→ **YOUR OBJECTIVE**: Please copy the listing below word for word, changing nothing.

→ **DATA IN THIS EXERCISE**:

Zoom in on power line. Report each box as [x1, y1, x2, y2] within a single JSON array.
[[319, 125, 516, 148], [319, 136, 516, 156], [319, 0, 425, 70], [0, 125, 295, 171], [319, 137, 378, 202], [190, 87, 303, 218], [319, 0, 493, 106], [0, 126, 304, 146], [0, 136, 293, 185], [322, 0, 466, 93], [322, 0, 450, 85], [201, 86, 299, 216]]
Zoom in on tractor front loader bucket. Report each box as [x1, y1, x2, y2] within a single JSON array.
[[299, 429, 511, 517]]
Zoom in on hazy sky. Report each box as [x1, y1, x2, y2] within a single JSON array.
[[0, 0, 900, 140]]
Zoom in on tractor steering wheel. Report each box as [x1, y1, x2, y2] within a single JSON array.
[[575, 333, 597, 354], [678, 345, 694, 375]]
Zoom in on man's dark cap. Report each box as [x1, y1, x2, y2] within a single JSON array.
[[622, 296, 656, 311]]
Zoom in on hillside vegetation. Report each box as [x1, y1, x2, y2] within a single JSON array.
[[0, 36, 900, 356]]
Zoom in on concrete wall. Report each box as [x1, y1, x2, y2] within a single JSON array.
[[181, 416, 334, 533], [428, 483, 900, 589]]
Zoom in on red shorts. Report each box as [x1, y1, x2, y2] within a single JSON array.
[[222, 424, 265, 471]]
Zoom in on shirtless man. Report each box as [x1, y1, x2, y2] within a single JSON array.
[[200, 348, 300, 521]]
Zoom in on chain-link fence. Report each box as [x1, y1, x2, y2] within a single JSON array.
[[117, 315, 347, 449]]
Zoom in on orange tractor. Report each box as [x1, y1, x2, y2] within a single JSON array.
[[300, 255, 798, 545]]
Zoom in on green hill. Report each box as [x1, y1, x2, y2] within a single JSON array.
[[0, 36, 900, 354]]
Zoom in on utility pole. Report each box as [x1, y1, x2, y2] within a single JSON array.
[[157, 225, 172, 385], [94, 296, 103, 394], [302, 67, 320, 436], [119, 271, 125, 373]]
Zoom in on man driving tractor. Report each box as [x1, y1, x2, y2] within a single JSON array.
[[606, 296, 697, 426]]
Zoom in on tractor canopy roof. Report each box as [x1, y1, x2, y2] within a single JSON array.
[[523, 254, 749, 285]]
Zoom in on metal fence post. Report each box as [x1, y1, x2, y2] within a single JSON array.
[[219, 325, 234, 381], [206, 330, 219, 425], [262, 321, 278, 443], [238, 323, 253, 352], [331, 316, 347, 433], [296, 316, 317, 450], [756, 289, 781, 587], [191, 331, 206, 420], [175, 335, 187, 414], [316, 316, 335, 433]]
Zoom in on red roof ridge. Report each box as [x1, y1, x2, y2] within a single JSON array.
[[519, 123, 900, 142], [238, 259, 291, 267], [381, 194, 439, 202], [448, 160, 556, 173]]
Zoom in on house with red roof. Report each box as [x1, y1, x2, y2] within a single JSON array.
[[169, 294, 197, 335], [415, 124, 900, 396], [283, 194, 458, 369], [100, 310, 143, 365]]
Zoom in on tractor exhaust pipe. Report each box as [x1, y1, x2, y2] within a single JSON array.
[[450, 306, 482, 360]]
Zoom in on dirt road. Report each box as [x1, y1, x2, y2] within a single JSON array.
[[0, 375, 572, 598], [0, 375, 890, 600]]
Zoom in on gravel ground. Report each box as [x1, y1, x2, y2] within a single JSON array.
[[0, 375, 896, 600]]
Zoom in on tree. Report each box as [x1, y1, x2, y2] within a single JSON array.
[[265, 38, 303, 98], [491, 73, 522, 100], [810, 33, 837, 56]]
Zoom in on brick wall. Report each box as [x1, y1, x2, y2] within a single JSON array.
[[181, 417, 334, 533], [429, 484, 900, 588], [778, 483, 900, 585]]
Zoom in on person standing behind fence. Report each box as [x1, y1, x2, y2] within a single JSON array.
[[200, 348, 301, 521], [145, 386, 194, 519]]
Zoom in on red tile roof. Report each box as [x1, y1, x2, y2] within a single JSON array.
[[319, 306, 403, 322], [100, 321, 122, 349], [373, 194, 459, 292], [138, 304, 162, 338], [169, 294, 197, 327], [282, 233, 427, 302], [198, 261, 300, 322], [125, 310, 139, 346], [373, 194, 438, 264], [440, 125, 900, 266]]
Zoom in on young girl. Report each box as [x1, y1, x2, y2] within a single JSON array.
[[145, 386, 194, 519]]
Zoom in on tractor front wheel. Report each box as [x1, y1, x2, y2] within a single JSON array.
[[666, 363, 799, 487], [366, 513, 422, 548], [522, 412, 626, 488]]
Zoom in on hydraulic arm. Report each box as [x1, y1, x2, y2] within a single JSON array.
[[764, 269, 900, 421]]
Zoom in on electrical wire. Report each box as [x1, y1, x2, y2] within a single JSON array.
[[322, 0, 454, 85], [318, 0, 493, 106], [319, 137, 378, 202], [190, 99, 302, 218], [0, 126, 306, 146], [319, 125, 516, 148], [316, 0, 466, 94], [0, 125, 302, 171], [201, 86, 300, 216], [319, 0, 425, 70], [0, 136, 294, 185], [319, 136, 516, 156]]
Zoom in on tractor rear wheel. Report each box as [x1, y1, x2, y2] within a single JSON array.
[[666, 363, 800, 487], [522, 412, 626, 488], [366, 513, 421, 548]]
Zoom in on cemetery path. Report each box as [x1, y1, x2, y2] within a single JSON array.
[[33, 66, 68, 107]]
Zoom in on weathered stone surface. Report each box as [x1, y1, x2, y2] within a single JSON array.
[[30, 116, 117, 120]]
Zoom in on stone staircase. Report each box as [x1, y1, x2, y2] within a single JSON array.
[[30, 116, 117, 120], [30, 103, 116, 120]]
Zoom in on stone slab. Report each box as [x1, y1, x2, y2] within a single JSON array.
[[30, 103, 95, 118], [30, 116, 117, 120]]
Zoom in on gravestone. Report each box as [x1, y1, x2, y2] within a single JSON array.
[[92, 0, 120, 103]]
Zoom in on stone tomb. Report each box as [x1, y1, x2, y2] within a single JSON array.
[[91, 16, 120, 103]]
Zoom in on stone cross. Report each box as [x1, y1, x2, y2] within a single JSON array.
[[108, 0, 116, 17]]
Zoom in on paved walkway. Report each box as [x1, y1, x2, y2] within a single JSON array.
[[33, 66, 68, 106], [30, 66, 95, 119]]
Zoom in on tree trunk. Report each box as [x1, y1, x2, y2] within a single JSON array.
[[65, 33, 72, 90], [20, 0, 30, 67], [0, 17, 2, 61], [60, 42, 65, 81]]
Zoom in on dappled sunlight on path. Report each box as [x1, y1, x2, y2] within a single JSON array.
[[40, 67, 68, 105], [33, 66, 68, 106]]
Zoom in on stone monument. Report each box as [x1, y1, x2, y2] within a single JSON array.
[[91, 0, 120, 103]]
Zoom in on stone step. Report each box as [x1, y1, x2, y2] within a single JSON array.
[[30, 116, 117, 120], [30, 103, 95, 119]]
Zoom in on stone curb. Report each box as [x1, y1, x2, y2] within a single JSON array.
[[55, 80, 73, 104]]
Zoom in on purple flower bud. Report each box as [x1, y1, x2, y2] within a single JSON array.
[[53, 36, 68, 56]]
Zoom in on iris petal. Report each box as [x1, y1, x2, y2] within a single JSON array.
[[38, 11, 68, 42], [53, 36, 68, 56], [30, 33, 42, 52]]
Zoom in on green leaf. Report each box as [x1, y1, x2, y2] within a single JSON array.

→ **SOLUTION TO THIS PROBLEM**:
Zoom in on power line. Report each box as [x1, y1, x2, y2] within a single JSON array.
[[319, 125, 516, 148], [319, 136, 516, 156], [319, 0, 425, 70], [0, 125, 295, 171], [319, 137, 378, 202], [190, 87, 303, 218], [319, 0, 493, 106], [0, 126, 304, 146], [0, 136, 293, 185], [322, 0, 466, 93], [322, 0, 450, 85], [201, 86, 299, 216]]
Zoom in on tractor front loader bucket. Report each box as [x1, y1, x2, y2] within a single JSON array.
[[299, 429, 511, 517]]
Zoom in on hazy sky. Report each box as [x1, y1, x2, y2] within a single JSON array.
[[0, 0, 900, 140]]
Zoom in on tractor steering wheel. Report each box as [x1, y1, x2, y2] within a single JSON array.
[[575, 333, 597, 354], [678, 345, 694, 375]]
Zoom in on man's dark cap. Report each box as [x1, y1, x2, y2] within a single JSON array.
[[622, 296, 656, 311]]
Zoom in on hillside vegetation. Report each box as [x1, y1, x2, y2] within a single JSON array.
[[0, 36, 900, 356]]
Zoom in on concrete wall. Report each box as [x1, y1, x2, y2] within a single JSON array.
[[181, 416, 334, 533], [428, 483, 900, 589]]
Zoom in on red shorts. Report each box as [x1, y1, x2, y2] within a single JSON array.
[[222, 424, 265, 471]]
Zoom in on shirtless man. Report each box as [x1, y1, x2, y2] within a single JSON array.
[[200, 348, 300, 521]]
Zoom in on chain-link fence. Report each box as [x1, y1, x2, y2] within a single JSON array.
[[117, 315, 347, 449]]
Zoom in on orange tractor. Report each box as [x1, y1, x2, y2] within a single JSON array.
[[300, 255, 798, 545]]
Zoom in on green hill. Report each box as [x1, y1, x2, y2] within a single JSON array.
[[0, 36, 900, 354]]
Zoom in on utility pole. Report each box as [x1, y1, x2, y2] within a single JSON array.
[[157, 225, 172, 385], [94, 296, 103, 394], [302, 67, 320, 436], [119, 271, 125, 373]]
Zoom in on man driving tractor. Report each box as [x1, y1, x2, y2] within a single JSON array.
[[606, 296, 697, 426]]
Zoom in on tractor canopy roof. Report each box as [x1, y1, x2, y2] within a single JSON array.
[[523, 254, 749, 285]]
Zoom in on metal fence post. Report each box as [x1, y1, x2, y2] within a single JSON array.
[[219, 325, 234, 381], [206, 330, 219, 425], [262, 321, 278, 443], [238, 323, 253, 352], [331, 316, 347, 433], [296, 316, 317, 450], [756, 289, 781, 587], [191, 331, 206, 420], [175, 335, 187, 414], [316, 316, 335, 433]]
Zoom in on red roof ridge. Report each box as [x1, y1, x2, y2] within a single JSON array.
[[519, 123, 900, 142], [238, 259, 291, 267], [381, 194, 439, 202], [448, 160, 556, 173]]
Zoom in on house with red roof. Report each box as [x1, y1, x2, y2] within a single JSON array.
[[169, 294, 197, 335], [415, 124, 900, 396], [283, 194, 458, 369], [100, 310, 143, 365]]
Zoom in on tractor exhaust pipe. Report each box as [x1, y1, x2, y2] within a single JSON array.
[[450, 306, 482, 360]]
Zoom in on dirt road. Report each box as [x1, y1, x2, y2] within a single JSON array.
[[0, 375, 572, 598], [0, 375, 890, 600]]
Zoom in on gravel ground. Report each box as [x1, y1, x2, y2] within a single JSON array.
[[0, 375, 896, 600]]
Zoom in on tree. Report each box as [x1, y1, x2, y2] within a single JSON array.
[[265, 38, 303, 98], [491, 73, 522, 100], [810, 33, 837, 56]]
Zoom in on brick wall. Report each box as [x1, y1, x2, y2] within a single JSON array.
[[181, 417, 334, 533], [429, 484, 900, 588], [778, 483, 900, 585]]
Zoom in on person standing behind fence. Report each box as [x1, y1, x2, y2] within a single JSON array.
[[200, 348, 301, 521], [145, 386, 194, 519]]
Zoom in on red tile roof. Report each box as [x1, y1, x2, y2] within a single JSON array.
[[319, 306, 403, 322], [100, 321, 122, 349], [373, 194, 459, 292], [138, 304, 162, 338], [169, 294, 197, 327], [282, 233, 427, 302], [198, 261, 300, 322], [125, 310, 139, 346], [373, 194, 438, 264], [440, 125, 900, 266]]
Zoom in on young girl. Report each box as [x1, y1, x2, y2] within a single JSON array.
[[145, 386, 194, 519]]
Zoom in on tractor front wheel. Report each box as [x1, y1, x2, y2] within a single JSON array.
[[666, 363, 799, 487], [366, 513, 422, 548], [522, 412, 626, 488]]
Zoom in on hydraulic arm. Report each box as [x1, y1, x2, y2] within a single JSON array.
[[764, 269, 900, 421]]
Zoom in on electrical wire. Report each box as [x1, y1, x2, y2] within a single JSON array.
[[322, 0, 454, 85], [318, 0, 493, 106], [319, 137, 378, 202], [190, 99, 302, 218], [0, 126, 306, 146], [319, 125, 516, 148], [316, 0, 466, 94], [0, 125, 302, 171], [201, 86, 300, 216], [319, 0, 425, 70], [0, 136, 294, 185], [319, 136, 516, 156]]
Zoom in on tractor rear wheel. Report each box as [x1, y1, x2, y2] within a single JSON array.
[[666, 363, 800, 487], [522, 412, 626, 488], [366, 513, 421, 548]]
Zoom in on cemetery path. Report each box as [x1, y1, x2, y2] within a single JSON array.
[[33, 66, 68, 107]]
Zoom in on weathered stone surface. Report each box as [x1, y1, x2, y2] within a single JSON array.
[[30, 116, 117, 120]]
Zoom in on stone staircase. Report each box as [x1, y1, x2, y2] within a single JSON array.
[[30, 116, 117, 120], [30, 103, 116, 120]]
Zoom in on stone slab. Report each box as [x1, y1, x2, y2] within a single JSON array.
[[30, 103, 95, 118], [30, 116, 117, 120]]
Zoom in on gravestone. Report each box as [x1, y1, x2, y2] within a single JSON array.
[[92, 0, 120, 103]]
Zoom in on stone tomb. Report each box as [x1, y1, x2, y2] within a single JSON array.
[[91, 16, 120, 103]]
Zoom in on stone cross. Report each box as [x1, y1, x2, y2] within a single JSON array.
[[108, 0, 116, 17]]
Zoom in on paved walkway. Report each box as [x1, y1, x2, y2] within a single JSON array.
[[33, 66, 68, 106], [30, 66, 95, 119]]
Zoom in on tree trunk. Report each box as [x1, y1, x2, y2] within a single JSON array.
[[65, 33, 72, 90], [20, 0, 30, 67], [0, 17, 2, 61], [60, 42, 65, 81]]
Zoom in on dappled sunlight on path. Report each box as [x1, y1, x2, y2] within a single JSON array.
[[40, 67, 68, 105], [33, 66, 68, 106]]
Zoom in on stone monument. Report each box as [x1, y1, x2, y2] within a single JSON array.
[[91, 0, 120, 103]]
Zoom in on stone step. Report each box as [x1, y1, x2, y2] within a single JSON array.
[[30, 116, 117, 120], [30, 103, 95, 119]]
Zoom in on stone curb. Report each box as [x1, y1, x2, y2] within a single JSON array.
[[55, 80, 73, 104]]
Zoom in on purple flower bud. Report each box as [x1, y1, x2, y2] within a single JSON array.
[[53, 36, 68, 56]]
Zoom in on iris petal. Report each box as [x1, y1, x2, y2] within a single JSON array.
[[38, 11, 68, 42], [53, 36, 68, 56], [30, 33, 42, 52]]
Zoom in on green leaf. Report each box as [x1, y1, x2, y2] within a single JSON array.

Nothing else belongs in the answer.